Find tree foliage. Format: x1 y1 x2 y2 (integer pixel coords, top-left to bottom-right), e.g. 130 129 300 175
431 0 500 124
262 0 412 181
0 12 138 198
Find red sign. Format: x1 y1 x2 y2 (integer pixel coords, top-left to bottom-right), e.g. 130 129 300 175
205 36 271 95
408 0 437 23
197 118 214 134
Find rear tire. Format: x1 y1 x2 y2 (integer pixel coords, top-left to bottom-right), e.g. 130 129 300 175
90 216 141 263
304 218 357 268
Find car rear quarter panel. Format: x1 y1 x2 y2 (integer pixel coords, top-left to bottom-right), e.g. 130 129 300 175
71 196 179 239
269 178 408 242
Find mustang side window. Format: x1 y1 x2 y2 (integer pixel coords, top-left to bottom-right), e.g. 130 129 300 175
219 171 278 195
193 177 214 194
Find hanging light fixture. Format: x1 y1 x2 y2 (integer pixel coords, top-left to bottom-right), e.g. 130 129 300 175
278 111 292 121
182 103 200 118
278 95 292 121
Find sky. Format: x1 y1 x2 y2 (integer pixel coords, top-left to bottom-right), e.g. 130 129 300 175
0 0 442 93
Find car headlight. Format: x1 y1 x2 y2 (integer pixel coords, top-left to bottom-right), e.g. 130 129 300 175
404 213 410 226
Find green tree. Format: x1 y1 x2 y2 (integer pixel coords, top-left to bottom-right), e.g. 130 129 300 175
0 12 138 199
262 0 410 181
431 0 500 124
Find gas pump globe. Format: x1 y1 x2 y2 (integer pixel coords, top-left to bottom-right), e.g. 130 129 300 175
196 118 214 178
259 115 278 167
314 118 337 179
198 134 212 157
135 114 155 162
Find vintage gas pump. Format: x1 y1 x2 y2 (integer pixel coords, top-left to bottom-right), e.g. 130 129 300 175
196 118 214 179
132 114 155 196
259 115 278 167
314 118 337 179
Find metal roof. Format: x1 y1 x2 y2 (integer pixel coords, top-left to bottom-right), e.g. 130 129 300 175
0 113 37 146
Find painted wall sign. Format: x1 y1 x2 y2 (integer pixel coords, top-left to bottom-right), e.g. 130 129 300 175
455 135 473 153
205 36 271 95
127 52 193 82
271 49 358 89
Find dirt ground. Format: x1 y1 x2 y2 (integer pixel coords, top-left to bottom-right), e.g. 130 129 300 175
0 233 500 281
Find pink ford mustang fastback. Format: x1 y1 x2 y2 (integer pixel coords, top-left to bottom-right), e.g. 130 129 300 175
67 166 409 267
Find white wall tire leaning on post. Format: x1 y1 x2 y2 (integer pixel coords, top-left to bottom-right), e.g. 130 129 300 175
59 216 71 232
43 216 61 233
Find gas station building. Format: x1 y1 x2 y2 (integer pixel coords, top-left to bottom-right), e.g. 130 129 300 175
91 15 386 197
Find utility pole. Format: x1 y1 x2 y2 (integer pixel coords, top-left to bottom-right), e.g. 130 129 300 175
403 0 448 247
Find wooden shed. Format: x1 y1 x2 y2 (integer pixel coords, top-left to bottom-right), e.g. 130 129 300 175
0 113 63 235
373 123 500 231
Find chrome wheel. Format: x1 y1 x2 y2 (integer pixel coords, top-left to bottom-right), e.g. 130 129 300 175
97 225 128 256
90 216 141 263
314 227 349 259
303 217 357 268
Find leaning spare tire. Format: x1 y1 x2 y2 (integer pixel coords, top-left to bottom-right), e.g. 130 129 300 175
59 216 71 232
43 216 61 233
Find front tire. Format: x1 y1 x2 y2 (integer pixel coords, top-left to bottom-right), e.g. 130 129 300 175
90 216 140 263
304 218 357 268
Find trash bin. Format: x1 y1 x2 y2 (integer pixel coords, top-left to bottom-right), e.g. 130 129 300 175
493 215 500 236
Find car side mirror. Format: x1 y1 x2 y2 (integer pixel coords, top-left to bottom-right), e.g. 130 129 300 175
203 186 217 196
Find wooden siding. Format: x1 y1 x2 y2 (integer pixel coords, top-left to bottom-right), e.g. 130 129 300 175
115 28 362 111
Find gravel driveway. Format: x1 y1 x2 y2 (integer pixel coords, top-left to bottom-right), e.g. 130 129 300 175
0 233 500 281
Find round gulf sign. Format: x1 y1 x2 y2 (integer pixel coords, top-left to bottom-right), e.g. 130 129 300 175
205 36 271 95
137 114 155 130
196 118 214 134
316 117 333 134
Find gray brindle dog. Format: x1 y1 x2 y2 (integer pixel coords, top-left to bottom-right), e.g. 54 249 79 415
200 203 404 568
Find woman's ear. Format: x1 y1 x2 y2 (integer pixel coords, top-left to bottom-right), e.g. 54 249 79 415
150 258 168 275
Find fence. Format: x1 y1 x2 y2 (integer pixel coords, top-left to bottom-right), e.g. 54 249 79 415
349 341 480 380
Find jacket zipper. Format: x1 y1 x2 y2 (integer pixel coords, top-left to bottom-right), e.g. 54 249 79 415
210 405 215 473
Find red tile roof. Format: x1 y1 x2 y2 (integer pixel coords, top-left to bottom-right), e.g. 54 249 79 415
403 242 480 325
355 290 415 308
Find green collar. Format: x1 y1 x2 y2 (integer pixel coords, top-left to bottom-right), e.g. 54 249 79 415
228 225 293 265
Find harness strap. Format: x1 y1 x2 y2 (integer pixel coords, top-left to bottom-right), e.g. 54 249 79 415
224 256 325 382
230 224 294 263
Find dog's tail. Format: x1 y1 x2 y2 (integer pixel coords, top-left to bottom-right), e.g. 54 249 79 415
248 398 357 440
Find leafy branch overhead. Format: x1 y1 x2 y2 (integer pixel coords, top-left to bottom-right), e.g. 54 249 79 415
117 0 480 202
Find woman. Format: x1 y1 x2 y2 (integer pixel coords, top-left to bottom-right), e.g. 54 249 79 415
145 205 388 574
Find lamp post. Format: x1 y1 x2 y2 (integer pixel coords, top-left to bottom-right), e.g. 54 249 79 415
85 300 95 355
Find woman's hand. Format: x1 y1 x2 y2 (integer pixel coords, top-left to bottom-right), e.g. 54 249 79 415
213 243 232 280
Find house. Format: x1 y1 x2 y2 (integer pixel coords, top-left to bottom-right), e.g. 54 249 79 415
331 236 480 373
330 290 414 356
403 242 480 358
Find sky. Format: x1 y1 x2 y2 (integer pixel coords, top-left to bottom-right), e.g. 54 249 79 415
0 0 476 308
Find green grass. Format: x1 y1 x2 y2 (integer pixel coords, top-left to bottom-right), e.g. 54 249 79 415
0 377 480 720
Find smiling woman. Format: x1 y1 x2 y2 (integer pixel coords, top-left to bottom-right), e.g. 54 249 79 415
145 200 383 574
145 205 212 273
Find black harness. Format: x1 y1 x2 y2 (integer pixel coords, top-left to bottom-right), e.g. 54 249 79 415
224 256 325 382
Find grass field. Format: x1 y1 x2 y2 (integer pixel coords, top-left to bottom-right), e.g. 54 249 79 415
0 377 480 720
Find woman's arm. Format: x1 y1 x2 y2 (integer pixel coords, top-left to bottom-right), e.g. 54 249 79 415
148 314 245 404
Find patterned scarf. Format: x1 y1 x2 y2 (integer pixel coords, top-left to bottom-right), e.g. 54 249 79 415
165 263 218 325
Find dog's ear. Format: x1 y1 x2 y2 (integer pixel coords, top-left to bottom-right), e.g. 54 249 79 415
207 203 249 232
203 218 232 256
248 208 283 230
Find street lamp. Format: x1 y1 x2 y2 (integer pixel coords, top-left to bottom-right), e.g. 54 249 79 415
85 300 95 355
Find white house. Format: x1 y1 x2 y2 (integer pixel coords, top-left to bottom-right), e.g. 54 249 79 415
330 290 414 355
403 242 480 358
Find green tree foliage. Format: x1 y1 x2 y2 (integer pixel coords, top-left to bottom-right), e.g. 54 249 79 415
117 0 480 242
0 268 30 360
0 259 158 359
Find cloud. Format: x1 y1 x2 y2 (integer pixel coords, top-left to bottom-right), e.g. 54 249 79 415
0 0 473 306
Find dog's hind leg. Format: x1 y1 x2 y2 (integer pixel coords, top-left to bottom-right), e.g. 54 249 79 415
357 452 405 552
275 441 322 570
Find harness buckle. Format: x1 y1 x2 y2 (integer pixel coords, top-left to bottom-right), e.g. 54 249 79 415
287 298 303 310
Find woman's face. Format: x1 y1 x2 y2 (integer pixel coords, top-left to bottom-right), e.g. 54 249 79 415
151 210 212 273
+---+
JOB
Rewrite everything from the first row down to the line containing "271 49 358 89" as a two-column CSV with the headers instruction and boxes. Give one line for each Find line: the Find line goes in instruction, and the coordinate lines under it go in boxes, with each field quoted and its line breaks turned into spaces.

EXERCISE OUTPUT
instruction,boxes
"Find tree foliage. Format: x1 y1 x2 y2 (integer pixel coords, top-left to bottom-right), e.g. 130 129 300 175","431 0 500 124 262 0 412 181 0 12 138 198"
"Find red sign. Format: x1 y1 x2 y2 (integer pixel coords, top-left to bottom-right), e.g. 130 129 300 175","205 36 271 95 408 0 437 23 197 118 214 134"
"Find rear tire. Format: x1 y1 x2 y2 (integer pixel coords, top-left to bottom-right), e.g. 130 129 300 175","90 216 141 263 304 218 357 268"
"Find car rear quarter panel. Format: x1 y1 x2 y2 (integer pixel coords, top-left to bottom-right), e.g. 130 129 300 175","71 196 179 239 269 178 408 242"
"Find mustang side window. Format: x1 y1 x2 y2 (integer pixel coords, top-left to bottom-right), e.g. 130 129 300 175","219 171 278 195 193 177 214 194"
"Find hanging light fixture. Format: x1 y1 x2 y2 (integer pixel coords, top-left to bottom-right), e.g. 130 129 300 175","278 111 292 121 182 103 200 118 278 95 292 121"
"Find sky. Format: x1 y1 x2 y2 (integer pixel coords, top-left to bottom-right), e.g. 130 129 300 175","0 0 442 93"
"Find car headlight. Format: x1 y1 x2 y2 (integer pixel coords, top-left to bottom-right), e.g. 130 129 300 175","404 213 410 226"
"Find green tree. Format: x1 y1 x2 y2 (integer pixel coords, top-left to bottom-right), e.g. 130 129 300 175","0 12 138 199 262 0 410 181 431 0 500 124"
"Find gas pump globe. Format: x1 y1 x2 y2 (integer pixel coords, top-left to bottom-right), e.g. 130 129 300 175","196 118 214 178 259 115 278 167 314 118 337 179 198 134 212 157 135 114 155 162"
"Find vintage gas pump. Format: x1 y1 x2 y2 (integer pixel coords, top-left to bottom-right), e.g. 130 129 300 175","196 118 214 179 132 114 155 196 259 115 278 167 314 118 337 179"
"Find metal roof. Format: x1 y1 x2 y2 (integer pixel coords, top-left to bottom-right), e.g. 130 129 300 175","0 113 37 146"
"Find painted wall sign. Format: x1 y1 x2 y2 (integer pixel coords, top-left to bottom-right), e.g. 130 129 300 175","455 135 473 153 205 36 271 95 127 52 193 82 271 49 358 89"